# [PAGE EXTRACT]
═══
That trade was quite the notable transaction. Eight players changed their address on March 13, 1979, making it the biggest trade (in terms of bodies involved) in history to that point.
Atlanta traded Phillipoff, Tom Lysiak, Pat Ribble, Greg Fox and Miles Zaharko to Chicago in exchange for Ivan Boldirev, Phil Russell and Darcy Rota.

Phillipoff never found his way in The Windy City, either. He would get into just 23 games over 2 seasons, picking up zero goals and 4 assists. He was destined for the minor leagues for the rest of his career.

Late in his career he had what looked to be his final reprieve. Phillipoff was traded by Chicago with Dave Logan to Vancouver for Ron Sedlbauer on Dec. 21, 1979. But Phillipoff, who spent much of his successful junior career in British Columbia's Lower Mainland, never played for the Canucks.



Hakan Loob

Hakan Loob, a definite member of the NHL's all time best-names team, holds a special place in the heart of Calgary Flames fans. That may partially have to do with the fact that he disappeared from the league just when he was taking the NHL by storm.

Loob was a hard worker who adjusted well to the rougher NHL game. Even though he was dubbed "the Gretzky of Sweden" because of the records he set back home, many teams shied away from the undersized winger. He was not drafted until 181st overall in 1980.

Loob was an amazing skater. He had great speed, and understood how to change the pace to be more of a quicker, darting forward and hard to defend against. Though he was tiny (5'9" and 180lbs) he possessed great balance. He was very difficult to knock off of the puck.

Loob was a good puck handler with good hockey sense. Primarily an open ice player, Loob opened up by using his teammates (notably Joe Nieuwendyk in his rookie season) well. Loob would then go close to the net, looking for a quick tap in or loose puck. He had a strong wrist shot and the hand skills to score from in tight, but rarely scored from further out.
═══
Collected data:

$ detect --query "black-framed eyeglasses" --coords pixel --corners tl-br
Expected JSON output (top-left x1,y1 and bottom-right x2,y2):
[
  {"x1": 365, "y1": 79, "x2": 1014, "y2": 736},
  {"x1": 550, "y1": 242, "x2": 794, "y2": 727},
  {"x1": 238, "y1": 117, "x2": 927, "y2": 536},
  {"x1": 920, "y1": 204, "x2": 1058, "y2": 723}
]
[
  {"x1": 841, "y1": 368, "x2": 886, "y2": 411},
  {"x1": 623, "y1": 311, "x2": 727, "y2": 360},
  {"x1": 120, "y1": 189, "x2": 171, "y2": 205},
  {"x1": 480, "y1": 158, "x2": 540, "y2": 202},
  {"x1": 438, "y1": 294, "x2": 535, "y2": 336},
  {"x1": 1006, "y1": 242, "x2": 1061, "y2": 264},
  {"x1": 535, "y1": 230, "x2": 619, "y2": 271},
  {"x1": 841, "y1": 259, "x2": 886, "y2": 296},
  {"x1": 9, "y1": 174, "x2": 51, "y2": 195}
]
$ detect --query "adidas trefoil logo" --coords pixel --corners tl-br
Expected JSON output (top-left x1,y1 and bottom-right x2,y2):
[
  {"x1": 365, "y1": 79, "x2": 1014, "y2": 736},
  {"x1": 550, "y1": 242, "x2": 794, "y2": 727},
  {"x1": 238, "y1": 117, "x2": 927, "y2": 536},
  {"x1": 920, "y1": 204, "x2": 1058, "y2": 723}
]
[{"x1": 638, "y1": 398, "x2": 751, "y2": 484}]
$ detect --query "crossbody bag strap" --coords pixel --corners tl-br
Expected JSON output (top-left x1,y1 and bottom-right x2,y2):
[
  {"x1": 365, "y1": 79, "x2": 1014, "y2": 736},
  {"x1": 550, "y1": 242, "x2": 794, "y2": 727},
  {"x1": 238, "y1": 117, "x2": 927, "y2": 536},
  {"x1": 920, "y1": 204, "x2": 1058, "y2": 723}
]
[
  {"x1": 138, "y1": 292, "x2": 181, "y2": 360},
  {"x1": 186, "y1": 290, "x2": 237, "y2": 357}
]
═══
# [WHAT YOU NEED TO DO]
Continue the hockey players text from the point where it stops.

# [RESPONSE TO THE EXERCISE]
The agile Loob came over in 1983 and put together a string of three 30 goal seasons together (30, 37 and 31). He had a mysteriously disappointing 1986-87 season, scoring just 18 goals.

It was around that time that rumors started that Loob wanted to return home to Sweden. He wanted to raise his children back home and in their native language. And at that time he could make comparable back home. Somehow the Flames convinced him to stay another couple of yeara.

It's a good thing he did stay, as it was a magical time for Loob and the Flames. In 1987-88 Loob became the first Swedish player in NHL history to score 50 goals. He added 56 assists for 106 points, leading all Flames player. But disappointment would be found in the playoffs, with an early exit.

The Flames erased all playoff disappointment forever by capturing the Stanley Cup in 1989. Loob was a big part of it. His goal production fell off to just 27 goals, but he still registered for 85 points. He added 8 goals and 17 points in the playoffs.

With a Stanley Cup ring added to his resume, Loob made the tough decision to leave the NHL. Family reasons were the driving reason behind his decision, and he never regretted it.

"My oldest son, Henrik, is 8 years old. He went through some pretty tough times last fall in school here. He's feeling pretty good about himself now, but we know we want to go back and live in Sweden eventually and we think that's where we want him to grow up," he said.

"It has nothing to do with hockey or money," he added. "If those were the issues then I'd play here for three or four more years."

Loob continued to play in Sweden, returning to Farjestads for 7 more seasons. Loob retired in 1996 as one of the greatest players in Swedish Elite League history. He owned league records for goals and points in a season. He helped Farjestads to win the 1981 SEL championship. He is also one of the rare players to win the Stanley Cup, the World Championships and Olympic gold medals.

After leaving the ice Loob became manager of Farjestads. His dedication to Farjestads and Swedish hockey in general is commendable.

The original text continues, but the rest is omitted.